Trinitas Regional Medical Center in Elizabeth, NJ, is currently being sued because a doctor on its staff denied HIV medication to a gay patient. The doctor’s reason? “This is what he gets for going against God’s will.”
The patient, Joao Simoes, says that when the hospital admitted him in August 2011, he was denied his medication by Susan V. Borga, M.D., from the Department of Behavioral Health and Psychiatry. Simoes had been put in the mental health wing, and though Borga is not named as a defendant, she certainly seems to be reason for the litigation.
After hearing that Simoes had contracted HIV from unprotected homosexual intercourse, Borga allegedly closed his file and walked out of the room. No nurses or other doctors were sent in to check on him or administer his medication. His sister was denied visitation rights as well. Finally, after three days, Simoes was able to contact his regular physician to ask about his medication. His doctor says that he had instruced Borga to give Simoes his medication. By this time, he had missed five doses. When Simoes’ doctor again spoke with Borga to ask why his patient wasn’t given the HIV meds, she allegedly stated, “You must be gay, too, if you’re his doctor.”
His sister was finally able to come and bring him the necessary meds. She left it at the nurses’ station where Simoes “witnessed his sister leave his medication with the nurses’ station and it was not until this time that the nurses, seeing that the plaintiff had witnessed his sister give his medication to the nurses, that the nurses eventually gave plaintiff his medication,” the complaint states.
Simoes seeks damages against the hospital and is represented by Kevin Costello with Costello & Mains of Mount Laurel, N.J.
So much for the Hippocratic oath. I guess the real irony here is that
the motto for Trinitas says that they “provide service in a caring, personalized manner to all and serve as an advocate for those in greatest need.” I guess that they forgot the “unless you’re gay” part.

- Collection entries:

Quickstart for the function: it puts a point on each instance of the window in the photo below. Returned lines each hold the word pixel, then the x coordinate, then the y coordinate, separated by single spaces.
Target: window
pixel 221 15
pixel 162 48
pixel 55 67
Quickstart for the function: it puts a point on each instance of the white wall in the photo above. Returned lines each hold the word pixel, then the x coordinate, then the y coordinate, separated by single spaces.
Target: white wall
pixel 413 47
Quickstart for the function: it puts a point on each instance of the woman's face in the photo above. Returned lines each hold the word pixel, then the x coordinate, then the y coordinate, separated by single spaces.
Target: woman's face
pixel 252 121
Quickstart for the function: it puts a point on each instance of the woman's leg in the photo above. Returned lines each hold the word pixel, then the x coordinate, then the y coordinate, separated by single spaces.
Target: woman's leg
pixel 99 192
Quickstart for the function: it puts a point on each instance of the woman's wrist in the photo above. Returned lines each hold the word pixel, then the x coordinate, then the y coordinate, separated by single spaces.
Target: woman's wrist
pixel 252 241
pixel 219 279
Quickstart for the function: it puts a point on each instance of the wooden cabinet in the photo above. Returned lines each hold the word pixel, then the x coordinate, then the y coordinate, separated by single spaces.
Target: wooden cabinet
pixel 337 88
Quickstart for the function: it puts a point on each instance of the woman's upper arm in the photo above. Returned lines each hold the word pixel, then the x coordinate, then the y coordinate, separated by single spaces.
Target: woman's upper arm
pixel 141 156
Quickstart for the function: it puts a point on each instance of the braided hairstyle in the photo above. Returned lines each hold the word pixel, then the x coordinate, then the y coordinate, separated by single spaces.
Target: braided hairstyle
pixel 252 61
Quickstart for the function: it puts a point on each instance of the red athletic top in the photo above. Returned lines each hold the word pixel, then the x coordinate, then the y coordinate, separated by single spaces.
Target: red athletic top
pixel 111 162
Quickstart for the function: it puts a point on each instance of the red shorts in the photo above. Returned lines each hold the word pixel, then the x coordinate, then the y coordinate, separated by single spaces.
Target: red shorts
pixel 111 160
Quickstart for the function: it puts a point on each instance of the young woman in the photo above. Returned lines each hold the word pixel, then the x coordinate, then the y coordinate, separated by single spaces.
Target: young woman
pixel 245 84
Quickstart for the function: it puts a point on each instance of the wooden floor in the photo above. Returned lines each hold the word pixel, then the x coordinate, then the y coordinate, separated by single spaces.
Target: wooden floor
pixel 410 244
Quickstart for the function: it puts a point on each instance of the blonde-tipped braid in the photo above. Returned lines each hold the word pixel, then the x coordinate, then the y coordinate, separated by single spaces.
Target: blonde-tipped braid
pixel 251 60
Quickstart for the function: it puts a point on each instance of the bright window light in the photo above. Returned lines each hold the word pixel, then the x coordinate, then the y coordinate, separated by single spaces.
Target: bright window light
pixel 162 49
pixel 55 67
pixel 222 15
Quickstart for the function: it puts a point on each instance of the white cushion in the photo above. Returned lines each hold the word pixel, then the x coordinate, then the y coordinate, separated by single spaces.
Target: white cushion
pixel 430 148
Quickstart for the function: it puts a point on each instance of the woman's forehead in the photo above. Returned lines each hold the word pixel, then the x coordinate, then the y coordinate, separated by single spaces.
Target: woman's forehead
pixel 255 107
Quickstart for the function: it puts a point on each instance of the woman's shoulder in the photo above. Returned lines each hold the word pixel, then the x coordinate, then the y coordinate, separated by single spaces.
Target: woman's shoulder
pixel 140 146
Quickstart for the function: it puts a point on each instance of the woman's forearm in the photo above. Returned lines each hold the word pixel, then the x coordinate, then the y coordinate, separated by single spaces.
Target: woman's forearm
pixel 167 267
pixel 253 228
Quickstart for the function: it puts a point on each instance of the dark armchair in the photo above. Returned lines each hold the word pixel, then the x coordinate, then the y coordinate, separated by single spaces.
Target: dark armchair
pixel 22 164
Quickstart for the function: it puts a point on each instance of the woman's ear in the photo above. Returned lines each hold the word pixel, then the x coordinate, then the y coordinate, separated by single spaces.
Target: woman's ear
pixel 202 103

- EXERCISE 1:
In the article about the Trinitas lawsuit, rewrite the part between "His sister was finally" and "Mount Laurel, N.J.", inclusive, switching "sister" to "brother".
- EXERCISE 2:
Answer these questions from the article about the Trinitas lawsuit.
(a) What department was Susan V. Borga from?
(b) How many doses had Simoes missed by the time he reached his regular physician?
(c) What law firm is Kevin Costello with?

- TASK RESULT 1:
His brother was finally able to come and bring him the necessary meds. She left it at the nurses’ station where Simoes “witnessed his brother leave his medication with the nurses’ station and it was not until this time that the nurses, seeing that the plaintiff had witnessed his brother give his medication to the nurses, that the nurses eventually gave plaintiff his medication,” the complaint states.
Simoes seeks damages against the hospital and is represented by Kevin Costello with Costello & Mains of Mount Laurel, N.J.

- TASK RESULT 2:
(a) The Department of Behavioral Health and Psychiatry
(b) Five
(c) Costello & Mains of Mount Laurel, N.J.